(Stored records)
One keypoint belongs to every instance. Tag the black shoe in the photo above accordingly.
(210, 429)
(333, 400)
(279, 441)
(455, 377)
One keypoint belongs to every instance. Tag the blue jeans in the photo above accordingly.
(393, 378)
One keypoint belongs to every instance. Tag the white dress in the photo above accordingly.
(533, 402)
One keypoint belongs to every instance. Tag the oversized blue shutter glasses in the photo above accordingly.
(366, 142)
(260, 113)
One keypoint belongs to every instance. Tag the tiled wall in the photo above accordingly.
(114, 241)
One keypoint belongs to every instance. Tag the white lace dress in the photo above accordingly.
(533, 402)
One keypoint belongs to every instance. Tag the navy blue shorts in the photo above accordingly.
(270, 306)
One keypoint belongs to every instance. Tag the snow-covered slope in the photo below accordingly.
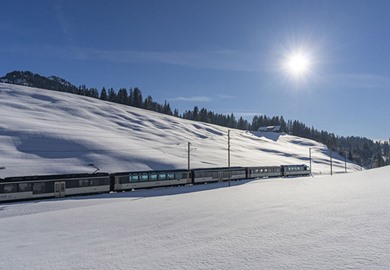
(46, 132)
(325, 222)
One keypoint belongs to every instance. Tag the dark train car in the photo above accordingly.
(218, 174)
(52, 186)
(295, 170)
(264, 172)
(149, 179)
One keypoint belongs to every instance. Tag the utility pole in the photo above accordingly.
(310, 160)
(229, 155)
(189, 155)
(345, 161)
(331, 165)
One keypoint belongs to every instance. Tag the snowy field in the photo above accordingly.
(47, 132)
(322, 222)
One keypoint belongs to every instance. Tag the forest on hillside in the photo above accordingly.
(363, 151)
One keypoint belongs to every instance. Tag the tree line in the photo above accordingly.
(363, 151)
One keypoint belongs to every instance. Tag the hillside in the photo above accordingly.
(52, 132)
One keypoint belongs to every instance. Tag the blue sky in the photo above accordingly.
(222, 55)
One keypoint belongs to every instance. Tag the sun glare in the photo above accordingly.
(297, 65)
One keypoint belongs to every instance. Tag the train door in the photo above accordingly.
(220, 176)
(59, 189)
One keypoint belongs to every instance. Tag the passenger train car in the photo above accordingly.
(57, 186)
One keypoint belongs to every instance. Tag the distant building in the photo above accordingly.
(269, 129)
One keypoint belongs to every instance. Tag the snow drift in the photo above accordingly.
(47, 132)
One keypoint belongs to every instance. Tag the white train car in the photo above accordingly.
(149, 179)
(52, 186)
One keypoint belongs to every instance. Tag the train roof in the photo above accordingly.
(149, 171)
(219, 168)
(50, 177)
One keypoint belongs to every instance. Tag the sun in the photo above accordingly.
(297, 65)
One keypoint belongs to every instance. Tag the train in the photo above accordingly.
(59, 186)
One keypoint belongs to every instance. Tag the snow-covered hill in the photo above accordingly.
(47, 132)
(325, 222)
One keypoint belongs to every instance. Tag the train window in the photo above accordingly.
(24, 187)
(8, 188)
(134, 178)
(39, 188)
(83, 183)
(153, 177)
(144, 177)
(94, 182)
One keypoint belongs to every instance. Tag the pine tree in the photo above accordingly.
(103, 94)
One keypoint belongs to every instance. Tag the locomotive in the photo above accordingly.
(58, 186)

### Exercise
From the line containing "One keypoint belongs to every instance. Tag the white train" to the last line of the records above, please write out every line exactly and add nothing.

### Reply to the exercise
One keypoint belongs to every instance. Tag the white train car in the photo above accordingly.
(149, 179)
(52, 186)
One keypoint belongs to every instance. Tag the train roof in the photo above accordingly.
(149, 171)
(219, 168)
(50, 177)
One keypoint belongs to every instance. Tag the sun in the photo above accordingly.
(297, 65)
One keypoint belongs to every instance. Tag the train in the photo above accordingly.
(59, 186)
One keypoint belongs to every instance. Tag the snow-covered hill in the photo above accordingly.
(47, 132)
(325, 222)
One keypoint belongs to every instance. Tag the train window in the photo above accordingly.
(24, 187)
(8, 188)
(134, 178)
(39, 188)
(83, 183)
(153, 177)
(144, 177)
(94, 182)
One keypoint belongs to every instance. Tag the pine tree in the photo above accordingly.
(103, 94)
One keypoint belongs to every instance. Tag the locomotive in the photo above accordingly.
(58, 186)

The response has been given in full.